Exercise instructions> Arrange the material that opens with the line containing "pixel 296 214." and closes with the line containing "pixel 266 242" as a two-column CSV with columns input and output, one row for each text and the answer that follows it. Put each field in double quotes and turn its line breaks into spaces.

Stored data>

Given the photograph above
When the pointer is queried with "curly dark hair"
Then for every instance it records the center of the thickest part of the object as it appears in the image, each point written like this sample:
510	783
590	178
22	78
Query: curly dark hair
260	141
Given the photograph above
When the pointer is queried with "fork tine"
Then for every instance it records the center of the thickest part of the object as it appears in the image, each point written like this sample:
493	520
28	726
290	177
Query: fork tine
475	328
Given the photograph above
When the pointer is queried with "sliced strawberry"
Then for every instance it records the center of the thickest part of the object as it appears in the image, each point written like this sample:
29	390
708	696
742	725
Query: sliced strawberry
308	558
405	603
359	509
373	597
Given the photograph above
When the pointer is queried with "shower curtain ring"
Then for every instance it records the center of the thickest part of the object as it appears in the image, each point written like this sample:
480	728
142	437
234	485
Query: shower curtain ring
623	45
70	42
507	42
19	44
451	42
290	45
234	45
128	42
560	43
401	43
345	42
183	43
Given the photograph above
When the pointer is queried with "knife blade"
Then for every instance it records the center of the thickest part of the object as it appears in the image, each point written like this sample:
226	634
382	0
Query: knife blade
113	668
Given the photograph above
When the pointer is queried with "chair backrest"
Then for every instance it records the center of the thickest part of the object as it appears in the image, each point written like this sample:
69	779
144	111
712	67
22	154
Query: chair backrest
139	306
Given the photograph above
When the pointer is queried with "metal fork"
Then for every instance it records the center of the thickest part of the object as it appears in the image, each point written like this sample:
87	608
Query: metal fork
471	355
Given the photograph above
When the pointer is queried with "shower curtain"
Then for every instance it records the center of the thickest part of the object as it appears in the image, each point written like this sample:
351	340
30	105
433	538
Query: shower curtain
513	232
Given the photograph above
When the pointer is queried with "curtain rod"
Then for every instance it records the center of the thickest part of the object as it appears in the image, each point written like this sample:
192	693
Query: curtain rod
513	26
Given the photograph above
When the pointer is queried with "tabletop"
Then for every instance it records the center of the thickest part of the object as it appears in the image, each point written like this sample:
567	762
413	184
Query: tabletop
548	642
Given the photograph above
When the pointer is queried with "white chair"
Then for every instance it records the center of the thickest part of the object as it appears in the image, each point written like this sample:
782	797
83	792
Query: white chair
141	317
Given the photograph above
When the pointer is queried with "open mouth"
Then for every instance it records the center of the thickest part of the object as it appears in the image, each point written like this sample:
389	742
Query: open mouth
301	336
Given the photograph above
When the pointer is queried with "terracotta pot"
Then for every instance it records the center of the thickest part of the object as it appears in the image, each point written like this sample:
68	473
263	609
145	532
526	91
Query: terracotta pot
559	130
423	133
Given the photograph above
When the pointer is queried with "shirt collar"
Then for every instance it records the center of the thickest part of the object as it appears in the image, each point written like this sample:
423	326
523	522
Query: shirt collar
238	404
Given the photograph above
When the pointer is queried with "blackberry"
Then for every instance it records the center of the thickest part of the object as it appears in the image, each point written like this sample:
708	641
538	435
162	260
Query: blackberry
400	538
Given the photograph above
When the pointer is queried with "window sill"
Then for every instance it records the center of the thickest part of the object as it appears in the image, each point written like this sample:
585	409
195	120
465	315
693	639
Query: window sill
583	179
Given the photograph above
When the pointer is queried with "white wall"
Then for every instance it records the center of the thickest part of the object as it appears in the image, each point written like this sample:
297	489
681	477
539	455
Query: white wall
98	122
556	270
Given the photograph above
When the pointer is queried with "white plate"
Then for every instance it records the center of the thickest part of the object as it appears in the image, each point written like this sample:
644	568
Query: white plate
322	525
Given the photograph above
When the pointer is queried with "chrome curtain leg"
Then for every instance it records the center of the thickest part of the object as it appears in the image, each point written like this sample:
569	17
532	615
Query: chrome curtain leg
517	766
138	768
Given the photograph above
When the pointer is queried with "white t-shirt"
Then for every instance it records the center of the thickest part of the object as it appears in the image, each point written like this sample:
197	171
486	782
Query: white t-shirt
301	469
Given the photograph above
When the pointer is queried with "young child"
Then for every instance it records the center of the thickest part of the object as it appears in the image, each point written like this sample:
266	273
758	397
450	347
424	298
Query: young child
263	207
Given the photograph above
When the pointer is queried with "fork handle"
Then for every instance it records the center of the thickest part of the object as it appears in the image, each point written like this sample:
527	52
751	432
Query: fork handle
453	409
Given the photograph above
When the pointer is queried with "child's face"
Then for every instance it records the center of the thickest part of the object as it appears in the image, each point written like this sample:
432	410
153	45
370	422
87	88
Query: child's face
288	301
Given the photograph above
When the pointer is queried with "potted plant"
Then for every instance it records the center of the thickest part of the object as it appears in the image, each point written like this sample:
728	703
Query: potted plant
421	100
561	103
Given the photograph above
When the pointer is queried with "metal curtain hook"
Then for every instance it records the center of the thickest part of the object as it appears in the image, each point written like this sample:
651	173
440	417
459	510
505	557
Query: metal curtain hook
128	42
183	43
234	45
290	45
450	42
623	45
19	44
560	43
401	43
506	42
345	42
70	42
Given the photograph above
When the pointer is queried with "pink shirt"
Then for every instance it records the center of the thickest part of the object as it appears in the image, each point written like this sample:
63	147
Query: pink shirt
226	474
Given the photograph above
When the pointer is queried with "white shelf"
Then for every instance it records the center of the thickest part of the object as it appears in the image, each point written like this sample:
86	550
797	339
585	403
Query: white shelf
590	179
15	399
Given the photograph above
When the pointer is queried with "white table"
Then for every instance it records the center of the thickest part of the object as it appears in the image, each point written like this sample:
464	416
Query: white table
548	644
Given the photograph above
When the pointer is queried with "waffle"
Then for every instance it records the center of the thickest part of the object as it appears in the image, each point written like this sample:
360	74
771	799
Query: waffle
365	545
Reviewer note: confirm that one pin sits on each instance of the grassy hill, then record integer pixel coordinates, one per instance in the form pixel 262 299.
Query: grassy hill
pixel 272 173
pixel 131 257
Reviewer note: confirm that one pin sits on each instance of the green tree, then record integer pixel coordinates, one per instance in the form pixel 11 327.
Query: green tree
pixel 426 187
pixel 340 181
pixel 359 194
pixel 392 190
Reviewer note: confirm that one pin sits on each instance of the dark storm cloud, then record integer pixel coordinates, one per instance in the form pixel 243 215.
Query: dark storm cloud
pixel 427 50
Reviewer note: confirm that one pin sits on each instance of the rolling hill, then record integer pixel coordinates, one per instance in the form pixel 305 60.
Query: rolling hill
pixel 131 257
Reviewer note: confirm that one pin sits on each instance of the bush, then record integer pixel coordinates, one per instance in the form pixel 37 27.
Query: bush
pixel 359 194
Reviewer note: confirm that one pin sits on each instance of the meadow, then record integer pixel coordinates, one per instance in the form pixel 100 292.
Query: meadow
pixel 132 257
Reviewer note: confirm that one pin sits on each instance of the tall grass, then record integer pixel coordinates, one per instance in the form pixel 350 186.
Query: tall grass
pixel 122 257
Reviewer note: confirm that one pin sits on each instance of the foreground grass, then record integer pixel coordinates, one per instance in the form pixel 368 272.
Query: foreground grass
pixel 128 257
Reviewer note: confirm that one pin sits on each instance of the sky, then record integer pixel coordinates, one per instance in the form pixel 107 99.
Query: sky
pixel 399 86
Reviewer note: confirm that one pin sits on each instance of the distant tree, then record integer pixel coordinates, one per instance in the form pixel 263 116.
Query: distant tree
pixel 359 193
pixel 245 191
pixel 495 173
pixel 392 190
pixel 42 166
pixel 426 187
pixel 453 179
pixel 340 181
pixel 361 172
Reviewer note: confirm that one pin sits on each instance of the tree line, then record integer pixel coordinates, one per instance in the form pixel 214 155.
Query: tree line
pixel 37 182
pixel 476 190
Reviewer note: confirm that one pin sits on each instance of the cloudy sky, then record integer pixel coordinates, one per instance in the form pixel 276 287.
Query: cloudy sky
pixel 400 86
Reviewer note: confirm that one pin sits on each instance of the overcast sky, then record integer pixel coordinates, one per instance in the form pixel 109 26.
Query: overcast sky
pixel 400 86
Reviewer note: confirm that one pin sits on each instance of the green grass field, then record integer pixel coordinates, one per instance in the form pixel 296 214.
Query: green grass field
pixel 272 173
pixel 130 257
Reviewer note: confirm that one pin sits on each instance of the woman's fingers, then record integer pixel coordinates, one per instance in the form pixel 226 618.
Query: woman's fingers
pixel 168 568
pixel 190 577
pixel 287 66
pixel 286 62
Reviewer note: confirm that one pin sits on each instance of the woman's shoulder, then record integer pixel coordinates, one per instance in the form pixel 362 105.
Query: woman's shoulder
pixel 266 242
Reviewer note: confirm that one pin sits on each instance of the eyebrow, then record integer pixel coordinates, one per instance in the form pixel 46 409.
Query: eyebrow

Solved exercise>
input,output
"Reviewer note: confirm that one pin sits on each instance of the green grass field, then record integer pixel coordinates, one per instance in the form pixel 296 214. Query: green grass field","pixel 272 173 pixel 130 257"
"Reviewer note: confirm that one pin sits on each instance of the woman's fingers, then record integer pixel coordinates, one per instance in the form pixel 226 618. Query: woman's fingers","pixel 168 568 pixel 190 577 pixel 287 66 pixel 286 62"
"Reviewer note: confirm that one pin sits on each instance of the woman's shoulder, then record integer pixel coordinates, one per instance in the form pixel 362 105. Query: woman's shoulder","pixel 266 242"